- Data
::::::::::
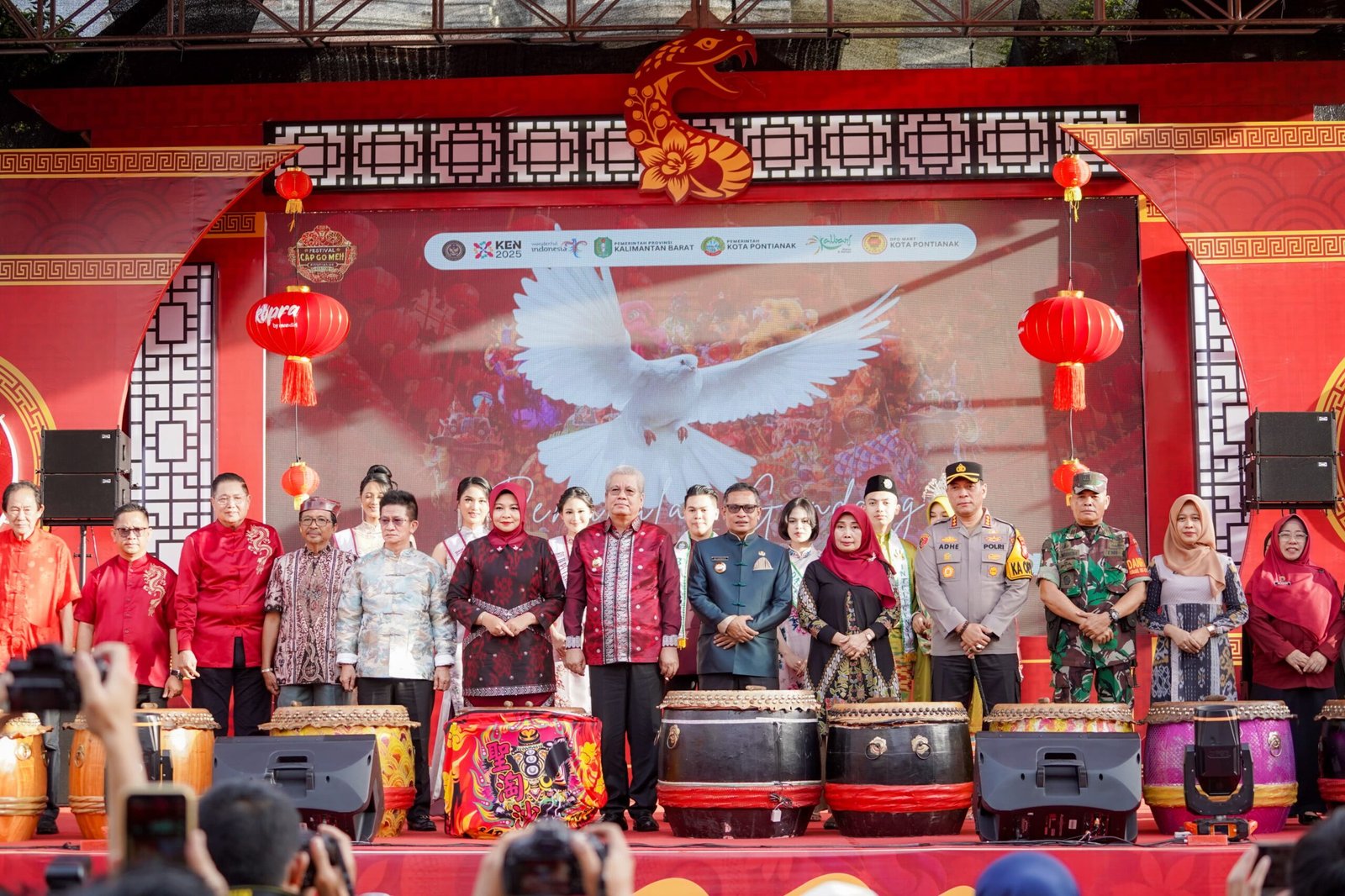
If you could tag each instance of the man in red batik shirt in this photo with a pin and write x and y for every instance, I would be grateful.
(221, 598)
(131, 599)
(40, 588)
(625, 571)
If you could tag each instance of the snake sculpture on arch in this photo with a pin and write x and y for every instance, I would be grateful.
(679, 159)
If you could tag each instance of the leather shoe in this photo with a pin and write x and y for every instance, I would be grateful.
(423, 824)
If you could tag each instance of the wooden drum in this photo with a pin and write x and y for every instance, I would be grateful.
(187, 735)
(1263, 725)
(24, 777)
(1053, 719)
(899, 770)
(1332, 747)
(392, 728)
(739, 763)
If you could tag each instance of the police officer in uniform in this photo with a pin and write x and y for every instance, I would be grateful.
(973, 573)
(740, 584)
(1093, 580)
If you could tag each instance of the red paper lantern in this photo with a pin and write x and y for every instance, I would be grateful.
(299, 324)
(300, 482)
(1071, 329)
(1064, 475)
(1073, 174)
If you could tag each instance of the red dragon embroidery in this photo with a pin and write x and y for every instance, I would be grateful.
(679, 159)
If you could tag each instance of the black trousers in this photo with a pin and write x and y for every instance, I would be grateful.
(1305, 703)
(952, 678)
(717, 681)
(417, 696)
(625, 700)
(242, 683)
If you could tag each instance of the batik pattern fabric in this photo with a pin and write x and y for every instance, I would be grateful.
(1187, 602)
(306, 589)
(508, 768)
(506, 582)
(791, 633)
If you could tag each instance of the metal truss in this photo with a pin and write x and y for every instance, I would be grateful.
(93, 26)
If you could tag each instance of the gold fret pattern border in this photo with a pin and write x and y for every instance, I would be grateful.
(235, 225)
(152, 161)
(1269, 246)
(87, 271)
(1253, 138)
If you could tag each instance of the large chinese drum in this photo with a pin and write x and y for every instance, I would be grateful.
(186, 736)
(1055, 719)
(504, 768)
(1332, 783)
(739, 763)
(1263, 725)
(24, 777)
(392, 730)
(899, 770)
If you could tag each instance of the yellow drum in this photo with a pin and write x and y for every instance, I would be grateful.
(1063, 717)
(390, 725)
(24, 777)
(186, 735)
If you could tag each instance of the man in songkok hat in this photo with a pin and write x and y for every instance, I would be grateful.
(299, 633)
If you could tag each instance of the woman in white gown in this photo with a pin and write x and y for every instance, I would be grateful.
(576, 512)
::::::::::
- Exercise directions
Give the entries again exactly, but skip every image.

- Answer to this exercise
If you could tag each instance of the man in red batik shirt in this photo with a pin and write x and y for every instance, I would be grateful.
(221, 598)
(131, 599)
(40, 588)
(625, 571)
If you could tag each instance of the snake sculpture on arch in this photo with a pin and write x and y for every instance, I would be grateful.
(679, 159)
If you could tag each instance of the leather shoe in this photo with a pin and write x and y for every instance, I would be grateful.
(423, 824)
If you could tag each instance of the wooden drum in this photo with a pin and write x and y for every instance, I would be grateful.
(187, 735)
(1263, 725)
(24, 777)
(1053, 719)
(899, 770)
(1332, 747)
(392, 728)
(739, 763)
If you could tag each instance of the police officer in uniform in this photo with a pin and write x and y for every instance, I would be grateful.
(973, 573)
(740, 584)
(1093, 580)
If you could tag each instance of the red paper lantern in this photo with a pin and write x and y for every instance, I would be grateful.
(299, 324)
(300, 482)
(1071, 329)
(1064, 475)
(1073, 174)
If you could tag each instance of the red dragon embroidery in this photo with a pin and write x and y for every instance, I would be grateful.
(679, 159)
If you could tag each instance of the black trousers in this photo with a pin and write x and y for every instance, I would be grateful.
(1305, 703)
(952, 678)
(717, 681)
(417, 696)
(625, 700)
(242, 683)
If you could tag each instance of the batik pattern fabric in this photo with a pin and write x and y for every instance, I would be grateful.
(1187, 602)
(306, 589)
(508, 768)
(506, 582)
(791, 633)
If you could tag each instance of the metal truss in this photo with a pin and write x and y for every instance, I would be grateful.
(93, 26)
If you could tag each instance of the gold fret pattern border in this photo with a pin and write x and y for every instance, I would be grateful.
(235, 225)
(152, 161)
(1269, 246)
(87, 271)
(1253, 138)
If you could tag each instance of the large chinese drum in this photo with a pin and write x and y for every instance, I would be grateful.
(186, 736)
(1055, 719)
(504, 768)
(1332, 783)
(739, 763)
(1263, 725)
(24, 777)
(392, 730)
(899, 770)
If you could tag each instance of the yellow drum in this photo with a pin and write x and y for every instance, I would be grateful.
(1063, 717)
(390, 725)
(24, 777)
(186, 735)
If you could tag each instance of the man in songkok hat in this photo with a pin and write x and y for every instance, I would be grateful.
(299, 633)
If you could tag each instance of the woman in white gown in this photo with a pin and write x and y for every instance, I would be grateful.
(576, 512)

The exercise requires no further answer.